## Work item
Every record here needs to be retyped exactly.

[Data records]
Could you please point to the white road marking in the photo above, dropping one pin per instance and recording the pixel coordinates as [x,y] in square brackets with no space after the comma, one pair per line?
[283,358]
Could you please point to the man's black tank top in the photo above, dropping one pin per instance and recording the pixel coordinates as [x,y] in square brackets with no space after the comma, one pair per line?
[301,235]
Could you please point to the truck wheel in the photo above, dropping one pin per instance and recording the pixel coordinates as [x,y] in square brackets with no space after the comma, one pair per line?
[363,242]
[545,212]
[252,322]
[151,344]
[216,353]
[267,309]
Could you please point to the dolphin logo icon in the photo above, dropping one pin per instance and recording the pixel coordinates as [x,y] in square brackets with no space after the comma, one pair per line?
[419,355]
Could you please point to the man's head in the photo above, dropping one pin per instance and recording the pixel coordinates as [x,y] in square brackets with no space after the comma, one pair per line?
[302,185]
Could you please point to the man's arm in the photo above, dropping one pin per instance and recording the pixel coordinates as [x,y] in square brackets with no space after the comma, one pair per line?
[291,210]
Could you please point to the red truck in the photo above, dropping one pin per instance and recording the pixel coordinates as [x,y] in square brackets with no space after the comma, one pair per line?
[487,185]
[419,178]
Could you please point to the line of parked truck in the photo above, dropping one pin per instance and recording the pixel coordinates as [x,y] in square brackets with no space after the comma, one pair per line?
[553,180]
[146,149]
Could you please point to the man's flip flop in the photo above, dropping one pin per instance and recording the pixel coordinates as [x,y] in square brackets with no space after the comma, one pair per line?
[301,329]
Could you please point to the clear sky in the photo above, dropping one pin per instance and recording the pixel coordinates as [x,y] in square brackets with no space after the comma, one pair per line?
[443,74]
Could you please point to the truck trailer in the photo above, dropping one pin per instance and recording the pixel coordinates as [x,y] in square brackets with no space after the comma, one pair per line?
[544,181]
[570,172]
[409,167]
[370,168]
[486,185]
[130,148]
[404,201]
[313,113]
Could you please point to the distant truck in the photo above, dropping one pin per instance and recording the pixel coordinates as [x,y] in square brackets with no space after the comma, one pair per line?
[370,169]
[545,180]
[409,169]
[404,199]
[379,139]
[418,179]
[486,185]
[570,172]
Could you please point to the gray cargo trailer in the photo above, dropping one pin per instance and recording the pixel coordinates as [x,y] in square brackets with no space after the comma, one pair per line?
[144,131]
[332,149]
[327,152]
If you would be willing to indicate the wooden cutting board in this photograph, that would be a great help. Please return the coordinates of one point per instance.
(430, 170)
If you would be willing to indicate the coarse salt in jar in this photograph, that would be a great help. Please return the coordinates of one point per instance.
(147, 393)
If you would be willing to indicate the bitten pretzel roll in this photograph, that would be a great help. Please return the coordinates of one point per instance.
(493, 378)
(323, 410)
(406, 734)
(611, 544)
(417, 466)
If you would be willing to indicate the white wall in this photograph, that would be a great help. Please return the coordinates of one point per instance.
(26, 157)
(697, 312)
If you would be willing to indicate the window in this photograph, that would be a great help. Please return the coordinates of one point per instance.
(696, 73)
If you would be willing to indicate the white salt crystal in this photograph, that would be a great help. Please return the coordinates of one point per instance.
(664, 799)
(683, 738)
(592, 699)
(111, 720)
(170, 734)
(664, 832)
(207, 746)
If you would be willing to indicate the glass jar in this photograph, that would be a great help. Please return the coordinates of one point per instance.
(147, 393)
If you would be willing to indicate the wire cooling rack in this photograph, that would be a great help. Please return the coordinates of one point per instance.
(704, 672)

## Answer below
Could you please point to the white road marking in the photo above, dropping one pin per instance and recording the pixel coordinates as [x,y] in square brackets with no space after the comma, one pair per line?
[283,358]
Could you please point to the man's black tank top in the photo above, dropping one pin per instance and recording the pixel coordinates as [x,y] in square brackets with no space after the comma, one pair per line?
[301,235]
Could you please point to the truck wheel in the photo above, dropping one pin per instance and recording the pixel coordinates as [x,y] in square brackets with no space after the comma, one pair per line?
[363,242]
[545,212]
[252,322]
[151,344]
[216,353]
[267,309]
Could you please point to the dolphin logo icon in the photo above, dropping one pin per instance and recording the pixel coordinates as [x,y] in square brackets with no space after the comma, one pair per line?
[419,355]
Could you please point to the man's head in the photo above, dropping one pin per instance and recording the pixel coordinates as [x,y] in square brackets with no space after the comma, one pair per line?
[302,185]
Could you please point to the man's arm in the photo above, dropping one pin per instance and recording the pixel coordinates as [x,y] in square brackets with no space after the comma, one pair per line?
[291,210]
Could you please point to the red truck in the photo above, dropping one pin per instance and recording the pixel coordinates as [x,y] in square brackets with no space after the comma, one pair per line?
[487,185]
[419,178]
Could you please point to the line of parked truck in the photo above, dropping one pin per instance and recording the pixel coordinates as [x,y] in square brackets with no space after the comma, one pair per line?
[553,180]
[146,149]
Could you please point to the man's flip flop in the photo above, dropping one pin per instance and recording the pixel coordinates as [x,y] in square brackets with no space after the comma, one pair per line?
[301,329]
Could you please point to the clear sky in the photo above, dropping one pin per instance and recording the pixel coordinates as [x,y] in square brackets with no space after the comma, one pair per line?
[443,74]
Could you please point to the truck trailer in the photo above, dropping one pin per instance and recording the pixel coordinates as [x,y] in square brackets with no space after the comma, one pair per line?
[544,181]
[570,172]
[409,167]
[370,168]
[486,185]
[130,148]
[404,201]
[313,113]
Could you please point to the distant truck in the photo above, dropping one pin per instance and recording the pixel coordinates as [x,y] in square brackets with no space after the comma, one pair per line?
[370,169]
[545,180]
[409,169]
[404,199]
[379,139]
[418,179]
[486,185]
[570,172]
Could you please point to the gray cargo trailer in the photo above, dropping one pin per instance and recording the pixel coordinates as [x,y] in square brackets with no space after the comma, one pair per line?
[144,131]
[332,149]
[327,152]
If you would be willing to indicate the wooden cutting board in this photograph, that would be a great help. Please return the coordinates of one point per instance.
(430, 170)
If you would be willing to indicate the coarse salt in jar in this photograph, that would be a great help. Please return the coordinates of one point per instance.
(147, 393)
If you would be willing to indicate the bitten pretzel roll in this photograph, that would be a great help. Please return the coordinates of one point per instance.
(493, 378)
(323, 410)
(406, 734)
(611, 544)
(417, 466)
If you would be willing to indicate the white wall in this photograph, that would be a great help. Please return the coordinates of one point per instance.
(26, 157)
(697, 312)
If you would be willing to indicate the window in this photograph, that would be a great help. Please return the coordinates of one point per instance.
(696, 73)
If you would be willing to indicate the white salt crystal in this photograph, that would be a great help. Please return the coordinates of one point per instance.
(664, 799)
(683, 738)
(592, 699)
(111, 720)
(170, 734)
(664, 832)
(207, 746)
If you would be willing to indicate the glass jar in this photograph, that would be a great help. Please return the coordinates of one point per instance.
(147, 393)
If you would be willing to indicate the wire cooling rack in this photograph, that would be a great help. Please return the coordinates of one point per instance.
(704, 672)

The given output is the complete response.